Without changing anything, set down every line shown below.

-- Record set follows --

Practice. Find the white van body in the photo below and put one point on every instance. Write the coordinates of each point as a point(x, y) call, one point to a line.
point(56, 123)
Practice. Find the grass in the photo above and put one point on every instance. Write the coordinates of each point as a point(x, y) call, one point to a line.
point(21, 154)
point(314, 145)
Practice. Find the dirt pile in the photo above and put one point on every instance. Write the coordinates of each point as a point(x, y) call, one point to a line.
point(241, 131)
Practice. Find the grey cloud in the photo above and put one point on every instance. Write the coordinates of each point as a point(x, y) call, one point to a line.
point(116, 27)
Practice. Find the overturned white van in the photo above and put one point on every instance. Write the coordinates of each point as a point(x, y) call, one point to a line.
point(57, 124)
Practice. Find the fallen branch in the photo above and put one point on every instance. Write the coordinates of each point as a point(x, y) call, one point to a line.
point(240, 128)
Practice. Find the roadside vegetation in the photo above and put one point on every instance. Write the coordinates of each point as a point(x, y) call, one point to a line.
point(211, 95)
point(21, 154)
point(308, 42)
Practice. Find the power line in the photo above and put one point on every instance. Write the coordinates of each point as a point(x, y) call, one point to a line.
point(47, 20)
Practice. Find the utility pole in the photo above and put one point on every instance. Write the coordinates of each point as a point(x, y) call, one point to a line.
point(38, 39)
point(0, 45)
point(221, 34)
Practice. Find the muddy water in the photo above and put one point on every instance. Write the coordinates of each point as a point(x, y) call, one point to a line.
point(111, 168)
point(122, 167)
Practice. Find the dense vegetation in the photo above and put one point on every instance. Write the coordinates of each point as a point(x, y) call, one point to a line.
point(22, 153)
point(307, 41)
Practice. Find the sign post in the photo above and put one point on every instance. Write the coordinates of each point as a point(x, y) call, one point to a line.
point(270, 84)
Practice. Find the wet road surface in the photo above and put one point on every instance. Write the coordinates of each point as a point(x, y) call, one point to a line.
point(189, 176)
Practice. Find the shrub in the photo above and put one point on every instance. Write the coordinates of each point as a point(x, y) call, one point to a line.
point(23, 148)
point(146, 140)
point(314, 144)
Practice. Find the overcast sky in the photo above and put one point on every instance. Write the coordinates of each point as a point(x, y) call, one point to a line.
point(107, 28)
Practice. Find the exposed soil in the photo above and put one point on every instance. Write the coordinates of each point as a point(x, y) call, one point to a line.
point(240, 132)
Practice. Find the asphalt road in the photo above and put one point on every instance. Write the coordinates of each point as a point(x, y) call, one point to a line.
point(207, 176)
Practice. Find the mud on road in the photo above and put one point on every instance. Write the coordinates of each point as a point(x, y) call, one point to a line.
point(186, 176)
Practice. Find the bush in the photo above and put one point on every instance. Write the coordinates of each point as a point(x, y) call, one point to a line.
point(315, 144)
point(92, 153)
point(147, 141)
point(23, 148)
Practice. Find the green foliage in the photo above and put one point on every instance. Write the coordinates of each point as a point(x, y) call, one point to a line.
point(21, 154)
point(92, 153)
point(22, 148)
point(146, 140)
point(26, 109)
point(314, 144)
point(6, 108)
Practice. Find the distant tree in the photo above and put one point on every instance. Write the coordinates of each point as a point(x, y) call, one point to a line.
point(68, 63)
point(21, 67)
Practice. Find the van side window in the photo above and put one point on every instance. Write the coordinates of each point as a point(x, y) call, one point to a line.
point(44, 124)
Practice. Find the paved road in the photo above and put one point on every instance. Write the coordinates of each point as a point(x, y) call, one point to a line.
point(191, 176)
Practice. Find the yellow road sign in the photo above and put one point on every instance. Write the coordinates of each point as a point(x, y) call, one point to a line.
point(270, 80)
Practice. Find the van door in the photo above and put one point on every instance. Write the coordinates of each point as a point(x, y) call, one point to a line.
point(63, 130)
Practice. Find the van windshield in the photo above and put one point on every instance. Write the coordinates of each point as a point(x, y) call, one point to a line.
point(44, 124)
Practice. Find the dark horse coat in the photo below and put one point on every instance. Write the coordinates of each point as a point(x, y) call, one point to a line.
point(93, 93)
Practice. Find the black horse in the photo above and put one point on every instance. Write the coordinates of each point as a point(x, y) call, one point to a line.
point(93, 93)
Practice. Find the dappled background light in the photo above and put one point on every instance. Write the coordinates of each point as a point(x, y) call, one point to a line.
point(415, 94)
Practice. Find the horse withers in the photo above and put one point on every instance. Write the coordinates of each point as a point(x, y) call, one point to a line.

-- Record set concluded --

## Task output
Practice. Find the white van body in the photo below and put one point on every instance. Write the coordinates of each point as a point(x, y) call, one point to a line.
point(56, 123)
Practice. Find the grass in the photo above and put one point on every instance. Write the coordinates of each point as a point(x, y) call, one point to a line.
point(21, 154)
point(314, 145)
Practice. Find the dirt pile in the photo above and put one point on every instance. Write the coordinates of each point as a point(x, y) call, one point to a line.
point(241, 131)
Practice. Find the grey cloud in the photo above and put one point on every instance. Write the coordinates of each point as a point(x, y) call, one point to a line.
point(116, 27)
Practice. Find the overturned white van in the photo above and put one point on every instance. Write the coordinates of each point as a point(x, y) call, one point to a line.
point(57, 124)
Practice. Find the fallen branch in the photo above and put one point on every instance. Write the coordinates of each point as a point(x, y) call, one point to a line.
point(240, 128)
Practice. Find the roadside vegetation in the photo above and put one point on every instance. Write the coordinates of each point as a point(x, y) call, one point to a line.
point(211, 95)
point(21, 154)
point(308, 42)
Practice. Find the power line in the photo above and put one point on every instance. Write the coordinates of each point as a point(x, y) call, one point to a line.
point(47, 20)
Practice. Find the utility pole in the photo above and put one point on every instance. Write the coordinates of each point as a point(x, y) call, one point to a line.
point(38, 39)
point(0, 45)
point(221, 34)
Practice. Find the muddy water in the photo above and put one point on every instance. Write the coordinates of each point as a point(x, y) call, one point to a line.
point(111, 168)
point(122, 167)
Practice. Find the dense vegetation in the photo above and put one point on every instance. Write the coordinates of each point as a point(x, y) call, one point to a line.
point(22, 153)
point(307, 41)
Practice. Find the sign post in the photo above and put one point on every instance. Write the coordinates of each point as a point(x, y) call, one point to a line.
point(270, 84)
Practice. Find the wet road surface in the photo above and put one point on every instance. Write the coordinates of each point as a point(x, y) call, one point to a line.
point(189, 176)
Practice. Find the shrub in the photo above and put one point on every instance. Write the coordinates of each point as a point(x, y) call, one point to a line.
point(23, 148)
point(146, 140)
point(314, 144)
Practice. Find the overcast sky in the photo above and put one point on every instance. Write the coordinates of each point as a point(x, y) call, one point to a line.
point(107, 28)
Practice. Find the exposed soil in the photo above and put one point on every instance. Write the coordinates of each point as a point(x, y) call, one point to a line.
point(240, 132)
Practice. Find the asphalt road in the photo above and put one point on every instance. Write the coordinates of each point as a point(x, y) call, one point to a line.
point(207, 176)
Practice. Find the mud on road in the photo above and put one point on every instance. Write the coordinates of each point as a point(x, y) call, one point to a line.
point(186, 176)
Practice. Find the bush in the photo above and put one point on every instance. Write the coordinates of each point as a point(x, y) call, one point to a line.
point(315, 144)
point(92, 153)
point(147, 141)
point(23, 148)
Practice. Find the green foliage in the photo above and put one point on every instance. Write the coordinates of each point as a point(x, y) call, one point to a line.
point(21, 154)
point(92, 153)
point(22, 148)
point(146, 140)
point(26, 109)
point(314, 144)
point(6, 108)
Practice. Find the distant tree in the photo above and put one point on every instance. Write the coordinates of each point as a point(x, y) call, one point to a line.
point(68, 63)
point(21, 67)
Practice. Find the van side window in the photo above and put one point on every instance. Write the coordinates of each point as a point(x, y) call, one point to a line.
point(44, 124)
Practice. Find the paved road in the photo above and put one point on every instance. Write the coordinates of each point as a point(x, y) call, one point to a line.
point(191, 176)
Practice. Find the yellow road sign in the photo above and put one point on every instance. Write the coordinates of each point as a point(x, y) call, one point to a line.
point(270, 80)
Practice. Find the van door in the photo above and put one point on every instance. Write the coordinates of each point as a point(x, y) call, one point to a line.
point(63, 130)
Practice. Find the van windshield in the photo above and put one point on every instance. Write the coordinates of each point as a point(x, y) call, one point to a line.
point(44, 124)
Practice. Find the dark horse coat in the photo below and put one point on every instance. Write the coordinates of each point as a point(x, y) call, one point to a line.
point(93, 93)
Practice. Find the black horse in the photo above and put one point on every instance. Write the coordinates of each point as a point(x, y) call, one point to a line.
point(93, 93)
Practice. Find the dappled background light in the photo above and put one point on every instance. Write the coordinates of each point as a point(x, y) call, one point to a line.
point(415, 94)
Practice. Find the horse withers in the photo above and put one point on every instance. Write the coordinates of each point as a point(x, y) call, one point to a line.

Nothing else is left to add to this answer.